■ PROBLEM STATEMENT:
Would you copy only the lines below, beginning with the one that contains "Find the wire" and running through the last entry line?

■ DATASET CONTENT:
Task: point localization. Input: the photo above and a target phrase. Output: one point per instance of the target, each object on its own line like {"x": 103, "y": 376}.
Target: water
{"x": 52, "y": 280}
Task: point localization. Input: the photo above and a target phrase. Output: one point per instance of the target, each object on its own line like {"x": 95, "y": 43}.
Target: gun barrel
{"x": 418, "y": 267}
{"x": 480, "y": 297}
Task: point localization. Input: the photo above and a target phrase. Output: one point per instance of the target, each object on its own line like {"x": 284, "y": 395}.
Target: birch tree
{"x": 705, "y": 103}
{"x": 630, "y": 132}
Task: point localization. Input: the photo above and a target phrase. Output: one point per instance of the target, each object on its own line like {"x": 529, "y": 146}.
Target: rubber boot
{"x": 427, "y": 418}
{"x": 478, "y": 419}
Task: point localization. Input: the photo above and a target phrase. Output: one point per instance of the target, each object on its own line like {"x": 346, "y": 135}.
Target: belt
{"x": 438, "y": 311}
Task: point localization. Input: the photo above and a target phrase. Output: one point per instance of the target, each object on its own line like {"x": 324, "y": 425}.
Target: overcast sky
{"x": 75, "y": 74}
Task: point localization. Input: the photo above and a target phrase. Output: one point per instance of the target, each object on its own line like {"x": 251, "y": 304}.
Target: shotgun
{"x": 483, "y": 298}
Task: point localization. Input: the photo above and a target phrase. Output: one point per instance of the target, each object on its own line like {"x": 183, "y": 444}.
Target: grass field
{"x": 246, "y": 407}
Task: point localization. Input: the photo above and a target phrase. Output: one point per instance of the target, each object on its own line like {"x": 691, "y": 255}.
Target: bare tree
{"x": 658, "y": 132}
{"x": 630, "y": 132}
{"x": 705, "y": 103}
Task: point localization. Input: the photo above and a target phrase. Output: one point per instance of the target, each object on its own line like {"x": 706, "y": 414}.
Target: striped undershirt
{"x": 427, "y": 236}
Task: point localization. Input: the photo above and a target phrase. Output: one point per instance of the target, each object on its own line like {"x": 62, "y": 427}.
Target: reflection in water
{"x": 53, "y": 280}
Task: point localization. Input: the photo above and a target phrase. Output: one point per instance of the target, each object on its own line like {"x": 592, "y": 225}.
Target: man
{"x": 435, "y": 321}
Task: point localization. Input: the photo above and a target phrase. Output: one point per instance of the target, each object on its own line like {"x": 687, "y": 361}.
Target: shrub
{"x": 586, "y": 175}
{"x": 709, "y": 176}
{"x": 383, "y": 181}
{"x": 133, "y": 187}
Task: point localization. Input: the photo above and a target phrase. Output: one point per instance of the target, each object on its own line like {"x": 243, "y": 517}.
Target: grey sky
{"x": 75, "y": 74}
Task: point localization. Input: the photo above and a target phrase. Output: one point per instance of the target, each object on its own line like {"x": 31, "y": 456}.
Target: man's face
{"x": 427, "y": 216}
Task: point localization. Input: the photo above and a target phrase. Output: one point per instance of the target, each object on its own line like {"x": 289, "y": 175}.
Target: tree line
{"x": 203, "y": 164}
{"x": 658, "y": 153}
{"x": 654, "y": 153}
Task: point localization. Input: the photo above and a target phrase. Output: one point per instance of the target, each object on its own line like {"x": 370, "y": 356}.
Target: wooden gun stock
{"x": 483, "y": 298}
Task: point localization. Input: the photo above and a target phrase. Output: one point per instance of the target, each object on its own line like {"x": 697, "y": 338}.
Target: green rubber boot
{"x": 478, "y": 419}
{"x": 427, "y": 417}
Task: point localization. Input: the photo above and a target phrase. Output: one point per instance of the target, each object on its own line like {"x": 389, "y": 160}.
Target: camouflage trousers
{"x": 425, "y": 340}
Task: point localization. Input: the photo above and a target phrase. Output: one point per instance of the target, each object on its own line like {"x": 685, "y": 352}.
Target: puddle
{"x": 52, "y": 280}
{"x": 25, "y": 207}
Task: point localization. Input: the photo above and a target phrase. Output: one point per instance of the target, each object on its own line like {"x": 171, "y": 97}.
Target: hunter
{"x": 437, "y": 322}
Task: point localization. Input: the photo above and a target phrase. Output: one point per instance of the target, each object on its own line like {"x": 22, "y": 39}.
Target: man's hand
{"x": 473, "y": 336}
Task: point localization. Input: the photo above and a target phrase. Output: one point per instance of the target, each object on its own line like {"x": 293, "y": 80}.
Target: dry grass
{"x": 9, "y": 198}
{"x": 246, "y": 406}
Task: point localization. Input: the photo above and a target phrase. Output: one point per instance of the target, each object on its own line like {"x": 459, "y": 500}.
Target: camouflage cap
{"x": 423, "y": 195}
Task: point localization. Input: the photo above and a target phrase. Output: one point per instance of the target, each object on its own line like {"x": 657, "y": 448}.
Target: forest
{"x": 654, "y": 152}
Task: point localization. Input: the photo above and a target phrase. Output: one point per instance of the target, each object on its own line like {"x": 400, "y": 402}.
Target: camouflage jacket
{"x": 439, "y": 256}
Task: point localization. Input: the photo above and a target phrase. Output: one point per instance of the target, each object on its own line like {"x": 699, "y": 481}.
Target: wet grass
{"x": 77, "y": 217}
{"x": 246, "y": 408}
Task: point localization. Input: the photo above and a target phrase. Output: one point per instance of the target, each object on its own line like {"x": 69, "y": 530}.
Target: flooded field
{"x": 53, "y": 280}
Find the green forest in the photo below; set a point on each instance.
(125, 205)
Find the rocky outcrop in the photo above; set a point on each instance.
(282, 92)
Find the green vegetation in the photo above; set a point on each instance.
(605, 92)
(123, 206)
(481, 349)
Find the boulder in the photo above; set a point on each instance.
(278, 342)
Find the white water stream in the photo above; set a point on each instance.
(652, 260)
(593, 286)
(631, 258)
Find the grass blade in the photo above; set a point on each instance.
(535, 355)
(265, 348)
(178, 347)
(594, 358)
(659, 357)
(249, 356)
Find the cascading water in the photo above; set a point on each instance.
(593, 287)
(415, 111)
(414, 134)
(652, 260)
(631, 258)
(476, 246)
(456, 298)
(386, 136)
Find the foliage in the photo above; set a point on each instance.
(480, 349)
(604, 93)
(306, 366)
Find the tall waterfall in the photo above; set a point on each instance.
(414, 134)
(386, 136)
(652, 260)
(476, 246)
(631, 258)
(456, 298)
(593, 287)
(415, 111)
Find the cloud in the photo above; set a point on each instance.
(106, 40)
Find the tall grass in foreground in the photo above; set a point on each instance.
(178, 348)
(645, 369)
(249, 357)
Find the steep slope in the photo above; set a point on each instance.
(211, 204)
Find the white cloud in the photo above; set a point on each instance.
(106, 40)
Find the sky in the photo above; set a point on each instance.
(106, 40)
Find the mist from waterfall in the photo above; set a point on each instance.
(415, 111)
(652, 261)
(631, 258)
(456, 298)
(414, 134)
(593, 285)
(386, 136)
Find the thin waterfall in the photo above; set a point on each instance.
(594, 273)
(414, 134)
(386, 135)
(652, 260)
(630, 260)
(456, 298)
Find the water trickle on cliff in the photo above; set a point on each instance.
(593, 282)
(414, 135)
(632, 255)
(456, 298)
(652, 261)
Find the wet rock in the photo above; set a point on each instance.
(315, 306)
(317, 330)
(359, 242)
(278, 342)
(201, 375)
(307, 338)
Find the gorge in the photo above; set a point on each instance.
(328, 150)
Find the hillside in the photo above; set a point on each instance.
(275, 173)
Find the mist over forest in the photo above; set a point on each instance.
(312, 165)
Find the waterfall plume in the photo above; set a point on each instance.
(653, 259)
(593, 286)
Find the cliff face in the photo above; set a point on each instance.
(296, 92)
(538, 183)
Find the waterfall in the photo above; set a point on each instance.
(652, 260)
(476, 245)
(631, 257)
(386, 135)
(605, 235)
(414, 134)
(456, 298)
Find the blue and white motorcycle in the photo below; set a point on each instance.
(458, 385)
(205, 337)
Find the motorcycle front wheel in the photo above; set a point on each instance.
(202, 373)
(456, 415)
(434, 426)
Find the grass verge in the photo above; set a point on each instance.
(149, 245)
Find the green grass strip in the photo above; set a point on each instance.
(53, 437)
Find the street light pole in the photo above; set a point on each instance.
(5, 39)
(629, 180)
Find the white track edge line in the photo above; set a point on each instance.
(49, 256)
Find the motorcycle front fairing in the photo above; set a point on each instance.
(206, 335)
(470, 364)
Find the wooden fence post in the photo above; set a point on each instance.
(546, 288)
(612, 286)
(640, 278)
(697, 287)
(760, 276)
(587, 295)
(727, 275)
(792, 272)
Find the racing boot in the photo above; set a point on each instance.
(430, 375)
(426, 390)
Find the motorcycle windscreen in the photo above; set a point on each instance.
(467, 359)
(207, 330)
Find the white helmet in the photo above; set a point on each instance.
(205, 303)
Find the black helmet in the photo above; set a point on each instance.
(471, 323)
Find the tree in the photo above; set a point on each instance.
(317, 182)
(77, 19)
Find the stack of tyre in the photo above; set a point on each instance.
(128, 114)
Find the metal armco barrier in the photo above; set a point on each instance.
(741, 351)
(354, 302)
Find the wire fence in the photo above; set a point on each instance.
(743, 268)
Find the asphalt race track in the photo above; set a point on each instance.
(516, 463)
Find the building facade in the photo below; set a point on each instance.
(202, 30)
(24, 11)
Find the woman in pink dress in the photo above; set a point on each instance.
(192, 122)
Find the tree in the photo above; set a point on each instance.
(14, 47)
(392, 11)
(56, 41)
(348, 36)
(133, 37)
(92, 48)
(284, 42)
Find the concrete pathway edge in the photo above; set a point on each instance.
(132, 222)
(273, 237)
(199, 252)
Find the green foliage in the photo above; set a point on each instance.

■ TASK RESPONSE:
Find the wire fence in the photo above; set a point on each instance.
(743, 268)
Find the asphalt race track in the photo above; set a point on each instance.
(516, 463)
Find the building facade in the photo below; set a point on each instance.
(202, 30)
(24, 11)
Find the woman in pink dress in the photo above; set a point on each instance.
(192, 122)
Find the tree in the photo above; set a point on each instance.
(14, 47)
(392, 11)
(56, 41)
(348, 36)
(133, 37)
(92, 48)
(284, 42)
Find the concrete pathway edge in the photo above; set a point on each instance.
(132, 222)
(273, 237)
(199, 252)
Find the green foliage in the photo above; set a point on each instance.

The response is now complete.